Wyodrębnij z poniższych wpisów każdy wiersz, w którym występuje słowo „bear”. Przepisz te wiersze w całości.

- [Zbiór wpisów]:

★ ★ ★ ★ ★

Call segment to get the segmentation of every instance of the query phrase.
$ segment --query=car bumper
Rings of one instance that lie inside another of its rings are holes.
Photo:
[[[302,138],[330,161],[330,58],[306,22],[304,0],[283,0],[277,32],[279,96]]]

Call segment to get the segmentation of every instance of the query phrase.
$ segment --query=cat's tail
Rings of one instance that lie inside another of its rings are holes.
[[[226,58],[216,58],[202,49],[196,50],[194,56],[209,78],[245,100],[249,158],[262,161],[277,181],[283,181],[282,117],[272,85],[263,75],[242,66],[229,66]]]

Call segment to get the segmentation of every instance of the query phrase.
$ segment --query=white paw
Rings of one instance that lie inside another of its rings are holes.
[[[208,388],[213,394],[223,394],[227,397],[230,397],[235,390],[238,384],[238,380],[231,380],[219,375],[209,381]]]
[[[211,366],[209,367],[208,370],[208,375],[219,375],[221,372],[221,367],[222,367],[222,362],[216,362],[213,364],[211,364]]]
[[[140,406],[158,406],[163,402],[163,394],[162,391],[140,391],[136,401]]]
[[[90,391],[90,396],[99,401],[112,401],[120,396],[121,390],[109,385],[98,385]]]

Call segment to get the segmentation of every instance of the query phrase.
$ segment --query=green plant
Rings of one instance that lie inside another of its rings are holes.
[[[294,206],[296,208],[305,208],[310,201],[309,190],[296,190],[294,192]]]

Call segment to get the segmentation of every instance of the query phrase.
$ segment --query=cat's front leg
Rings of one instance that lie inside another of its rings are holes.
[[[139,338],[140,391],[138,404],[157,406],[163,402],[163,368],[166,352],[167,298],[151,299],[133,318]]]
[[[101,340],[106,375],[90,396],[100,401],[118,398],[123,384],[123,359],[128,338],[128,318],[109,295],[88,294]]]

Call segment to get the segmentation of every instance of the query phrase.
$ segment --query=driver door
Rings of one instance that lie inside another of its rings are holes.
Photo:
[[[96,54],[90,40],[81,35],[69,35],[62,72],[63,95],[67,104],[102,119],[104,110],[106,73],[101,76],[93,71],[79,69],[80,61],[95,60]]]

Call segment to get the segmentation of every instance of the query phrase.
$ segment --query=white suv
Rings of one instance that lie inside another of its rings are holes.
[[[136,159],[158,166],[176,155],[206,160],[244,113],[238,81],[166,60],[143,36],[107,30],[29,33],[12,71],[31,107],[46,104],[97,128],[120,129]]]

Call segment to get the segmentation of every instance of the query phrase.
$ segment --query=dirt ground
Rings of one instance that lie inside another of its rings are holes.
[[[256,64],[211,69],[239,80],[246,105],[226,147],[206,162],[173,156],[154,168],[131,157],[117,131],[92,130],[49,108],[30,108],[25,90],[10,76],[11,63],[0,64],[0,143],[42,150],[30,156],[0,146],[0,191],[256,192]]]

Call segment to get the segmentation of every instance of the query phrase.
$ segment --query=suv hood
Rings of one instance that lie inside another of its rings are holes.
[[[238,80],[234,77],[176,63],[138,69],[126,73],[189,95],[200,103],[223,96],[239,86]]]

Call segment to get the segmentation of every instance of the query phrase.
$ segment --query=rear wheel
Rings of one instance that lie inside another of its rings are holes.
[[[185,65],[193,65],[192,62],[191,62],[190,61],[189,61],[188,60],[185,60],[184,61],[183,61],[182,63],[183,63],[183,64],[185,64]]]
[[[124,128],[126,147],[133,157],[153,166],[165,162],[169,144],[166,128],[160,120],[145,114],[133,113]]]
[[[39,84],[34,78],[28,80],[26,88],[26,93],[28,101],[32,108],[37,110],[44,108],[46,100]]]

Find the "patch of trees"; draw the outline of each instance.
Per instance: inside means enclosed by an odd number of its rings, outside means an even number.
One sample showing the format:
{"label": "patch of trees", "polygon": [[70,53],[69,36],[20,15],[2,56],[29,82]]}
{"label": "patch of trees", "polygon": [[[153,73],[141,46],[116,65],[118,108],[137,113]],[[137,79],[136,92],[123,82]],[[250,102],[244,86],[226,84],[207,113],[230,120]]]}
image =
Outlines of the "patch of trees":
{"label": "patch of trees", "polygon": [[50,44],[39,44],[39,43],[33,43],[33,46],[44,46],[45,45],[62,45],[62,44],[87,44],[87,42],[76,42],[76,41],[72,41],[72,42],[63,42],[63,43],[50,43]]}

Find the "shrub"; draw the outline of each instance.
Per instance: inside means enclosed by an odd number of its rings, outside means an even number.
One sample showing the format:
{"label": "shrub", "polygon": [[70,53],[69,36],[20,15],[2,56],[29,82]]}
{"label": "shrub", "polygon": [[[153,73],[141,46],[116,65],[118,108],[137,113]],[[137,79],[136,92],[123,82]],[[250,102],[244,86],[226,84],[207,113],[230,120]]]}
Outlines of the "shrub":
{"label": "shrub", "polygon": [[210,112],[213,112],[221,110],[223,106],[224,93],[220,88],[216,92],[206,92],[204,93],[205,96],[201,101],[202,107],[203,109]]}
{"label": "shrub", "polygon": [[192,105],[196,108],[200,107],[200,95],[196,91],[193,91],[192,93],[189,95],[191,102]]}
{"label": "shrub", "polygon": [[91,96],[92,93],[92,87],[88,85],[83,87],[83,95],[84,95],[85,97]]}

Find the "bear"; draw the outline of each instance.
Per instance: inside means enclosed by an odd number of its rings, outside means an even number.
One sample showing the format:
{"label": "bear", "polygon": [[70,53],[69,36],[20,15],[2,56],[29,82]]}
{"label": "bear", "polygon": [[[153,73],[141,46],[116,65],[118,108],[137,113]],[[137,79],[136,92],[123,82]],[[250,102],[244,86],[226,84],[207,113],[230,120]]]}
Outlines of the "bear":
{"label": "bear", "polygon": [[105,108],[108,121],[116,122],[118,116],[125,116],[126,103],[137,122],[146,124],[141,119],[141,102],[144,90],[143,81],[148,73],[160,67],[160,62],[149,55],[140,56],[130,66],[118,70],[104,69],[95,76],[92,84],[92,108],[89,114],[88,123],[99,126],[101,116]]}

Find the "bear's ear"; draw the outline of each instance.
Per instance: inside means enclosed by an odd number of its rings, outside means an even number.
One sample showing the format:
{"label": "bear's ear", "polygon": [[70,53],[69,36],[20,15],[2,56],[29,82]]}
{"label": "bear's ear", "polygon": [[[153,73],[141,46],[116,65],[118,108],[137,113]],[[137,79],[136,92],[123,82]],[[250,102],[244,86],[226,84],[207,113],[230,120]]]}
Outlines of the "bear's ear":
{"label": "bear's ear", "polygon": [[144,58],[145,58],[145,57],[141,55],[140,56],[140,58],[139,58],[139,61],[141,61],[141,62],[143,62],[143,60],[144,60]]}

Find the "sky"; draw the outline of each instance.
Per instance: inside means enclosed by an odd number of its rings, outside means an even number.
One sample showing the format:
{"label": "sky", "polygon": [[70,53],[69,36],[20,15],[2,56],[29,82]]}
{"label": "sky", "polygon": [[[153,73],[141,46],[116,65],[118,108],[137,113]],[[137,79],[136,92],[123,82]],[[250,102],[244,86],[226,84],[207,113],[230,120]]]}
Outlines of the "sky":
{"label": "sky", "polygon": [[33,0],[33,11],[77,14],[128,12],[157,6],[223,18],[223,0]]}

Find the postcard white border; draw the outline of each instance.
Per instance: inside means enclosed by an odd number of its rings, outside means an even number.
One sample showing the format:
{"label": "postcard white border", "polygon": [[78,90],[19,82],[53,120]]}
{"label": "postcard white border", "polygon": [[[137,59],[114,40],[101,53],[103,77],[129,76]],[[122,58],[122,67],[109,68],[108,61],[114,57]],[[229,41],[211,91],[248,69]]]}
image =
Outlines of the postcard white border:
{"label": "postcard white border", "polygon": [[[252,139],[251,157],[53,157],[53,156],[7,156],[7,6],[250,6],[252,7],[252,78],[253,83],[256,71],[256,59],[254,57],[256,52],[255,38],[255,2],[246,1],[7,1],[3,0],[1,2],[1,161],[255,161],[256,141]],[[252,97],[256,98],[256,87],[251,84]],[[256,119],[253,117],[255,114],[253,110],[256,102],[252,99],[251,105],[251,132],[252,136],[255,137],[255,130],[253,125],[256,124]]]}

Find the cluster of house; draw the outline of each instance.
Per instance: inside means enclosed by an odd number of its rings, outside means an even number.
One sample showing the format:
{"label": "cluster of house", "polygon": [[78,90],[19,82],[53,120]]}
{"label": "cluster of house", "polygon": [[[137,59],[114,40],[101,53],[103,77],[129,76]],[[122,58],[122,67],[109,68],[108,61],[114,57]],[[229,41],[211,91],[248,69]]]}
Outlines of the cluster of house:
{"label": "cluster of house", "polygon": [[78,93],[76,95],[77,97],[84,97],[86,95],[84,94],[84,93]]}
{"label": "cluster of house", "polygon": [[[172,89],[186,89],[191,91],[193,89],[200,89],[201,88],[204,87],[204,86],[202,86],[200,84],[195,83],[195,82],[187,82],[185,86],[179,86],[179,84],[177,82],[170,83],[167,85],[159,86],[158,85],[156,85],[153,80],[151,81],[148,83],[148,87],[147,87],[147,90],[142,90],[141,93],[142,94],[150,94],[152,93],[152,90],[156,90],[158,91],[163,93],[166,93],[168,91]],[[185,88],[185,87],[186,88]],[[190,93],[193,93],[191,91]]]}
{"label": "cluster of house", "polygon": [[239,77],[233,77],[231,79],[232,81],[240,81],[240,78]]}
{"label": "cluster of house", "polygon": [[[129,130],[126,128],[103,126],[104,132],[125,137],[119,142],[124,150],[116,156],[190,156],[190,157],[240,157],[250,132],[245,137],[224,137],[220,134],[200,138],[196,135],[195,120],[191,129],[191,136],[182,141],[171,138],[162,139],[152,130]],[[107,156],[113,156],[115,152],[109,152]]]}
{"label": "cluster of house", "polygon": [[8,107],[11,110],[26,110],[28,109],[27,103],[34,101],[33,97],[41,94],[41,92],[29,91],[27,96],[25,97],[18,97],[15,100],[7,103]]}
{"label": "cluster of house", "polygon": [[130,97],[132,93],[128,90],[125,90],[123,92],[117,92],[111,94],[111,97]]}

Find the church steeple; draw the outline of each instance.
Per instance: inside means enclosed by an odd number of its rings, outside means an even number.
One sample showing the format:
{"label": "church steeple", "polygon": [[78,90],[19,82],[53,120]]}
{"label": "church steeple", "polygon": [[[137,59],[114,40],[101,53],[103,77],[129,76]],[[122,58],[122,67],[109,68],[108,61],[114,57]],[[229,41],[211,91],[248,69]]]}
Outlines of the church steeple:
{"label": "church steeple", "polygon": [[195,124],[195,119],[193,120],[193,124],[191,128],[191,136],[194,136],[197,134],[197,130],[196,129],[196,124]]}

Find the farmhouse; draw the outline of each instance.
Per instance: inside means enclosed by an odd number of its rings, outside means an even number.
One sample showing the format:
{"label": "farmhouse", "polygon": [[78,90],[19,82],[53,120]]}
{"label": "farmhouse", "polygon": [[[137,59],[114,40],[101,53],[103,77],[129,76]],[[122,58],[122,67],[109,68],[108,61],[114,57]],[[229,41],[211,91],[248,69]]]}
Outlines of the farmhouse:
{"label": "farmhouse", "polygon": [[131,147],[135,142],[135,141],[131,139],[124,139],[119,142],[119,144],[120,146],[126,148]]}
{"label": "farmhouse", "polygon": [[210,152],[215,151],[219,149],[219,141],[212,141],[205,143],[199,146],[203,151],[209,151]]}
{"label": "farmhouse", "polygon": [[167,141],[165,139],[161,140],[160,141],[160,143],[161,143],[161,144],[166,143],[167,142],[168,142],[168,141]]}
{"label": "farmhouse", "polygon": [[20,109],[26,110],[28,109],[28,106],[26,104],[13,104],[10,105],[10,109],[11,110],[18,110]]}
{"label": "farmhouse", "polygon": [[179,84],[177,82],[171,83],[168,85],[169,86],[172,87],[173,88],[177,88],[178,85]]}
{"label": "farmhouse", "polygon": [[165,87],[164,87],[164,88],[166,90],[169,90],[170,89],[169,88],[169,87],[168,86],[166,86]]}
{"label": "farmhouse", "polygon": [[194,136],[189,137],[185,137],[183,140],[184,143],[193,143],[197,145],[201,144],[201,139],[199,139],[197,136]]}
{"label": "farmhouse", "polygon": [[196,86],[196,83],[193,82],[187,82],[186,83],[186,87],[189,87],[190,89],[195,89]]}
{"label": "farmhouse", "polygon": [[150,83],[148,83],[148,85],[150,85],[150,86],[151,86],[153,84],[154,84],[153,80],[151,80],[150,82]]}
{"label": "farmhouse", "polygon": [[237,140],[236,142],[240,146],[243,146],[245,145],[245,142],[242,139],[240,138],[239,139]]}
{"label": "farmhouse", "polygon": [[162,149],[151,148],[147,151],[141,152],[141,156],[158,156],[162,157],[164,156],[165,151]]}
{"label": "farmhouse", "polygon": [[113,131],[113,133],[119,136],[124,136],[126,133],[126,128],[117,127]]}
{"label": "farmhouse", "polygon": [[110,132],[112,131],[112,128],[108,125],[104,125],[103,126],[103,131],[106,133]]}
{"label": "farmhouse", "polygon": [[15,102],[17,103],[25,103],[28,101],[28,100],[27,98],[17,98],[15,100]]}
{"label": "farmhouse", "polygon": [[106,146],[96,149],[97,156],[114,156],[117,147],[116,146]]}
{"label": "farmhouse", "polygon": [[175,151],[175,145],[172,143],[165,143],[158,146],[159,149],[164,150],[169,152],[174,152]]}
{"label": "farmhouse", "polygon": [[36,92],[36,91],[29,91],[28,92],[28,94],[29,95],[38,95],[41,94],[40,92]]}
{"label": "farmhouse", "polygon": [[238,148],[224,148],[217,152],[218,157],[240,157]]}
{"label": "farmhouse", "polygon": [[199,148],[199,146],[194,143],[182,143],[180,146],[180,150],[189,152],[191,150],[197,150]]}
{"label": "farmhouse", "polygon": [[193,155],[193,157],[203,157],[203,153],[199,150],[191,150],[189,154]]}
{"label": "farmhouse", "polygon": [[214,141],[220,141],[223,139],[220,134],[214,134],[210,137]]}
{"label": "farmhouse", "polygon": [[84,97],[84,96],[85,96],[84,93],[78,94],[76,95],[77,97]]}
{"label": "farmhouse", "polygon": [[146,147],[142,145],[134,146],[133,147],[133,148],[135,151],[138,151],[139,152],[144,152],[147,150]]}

★ ★ ★ ★ ★

- [Wynik]:
Find the "bear"; draw the outline of each instance.
{"label": "bear", "polygon": [[70,53],[69,36],[20,15],[2,56],[29,82]]}
{"label": "bear", "polygon": [[[153,73],[141,46],[116,65],[118,108],[137,113]],[[137,79],[136,92],[123,82]],[[250,102],[244,86],[226,84],[207,113],[230,120]]]}
Outlines of the "bear":
{"label": "bear", "polygon": [[105,108],[108,121],[116,122],[118,116],[125,116],[126,103],[137,122],[146,124],[141,119],[141,102],[144,90],[143,81],[148,73],[160,67],[160,62],[149,55],[140,56],[130,66],[118,70],[104,69],[95,76],[92,84],[92,108],[89,114],[88,123],[99,126],[101,116]]}
Find the "bear's ear"; draw the outline of each instance.
{"label": "bear's ear", "polygon": [[70,53],[69,36],[20,15],[2,56],[29,82]]}
{"label": "bear's ear", "polygon": [[[153,73],[141,46],[116,65],[118,108],[137,113]],[[137,79],[136,92],[123,82]],[[250,102],[244,86],[226,84],[207,113],[230,120]]]}
Outlines of the "bear's ear":
{"label": "bear's ear", "polygon": [[144,58],[145,58],[145,57],[141,55],[140,56],[140,58],[139,58],[139,61],[141,61],[141,62],[143,62],[143,60],[144,60]]}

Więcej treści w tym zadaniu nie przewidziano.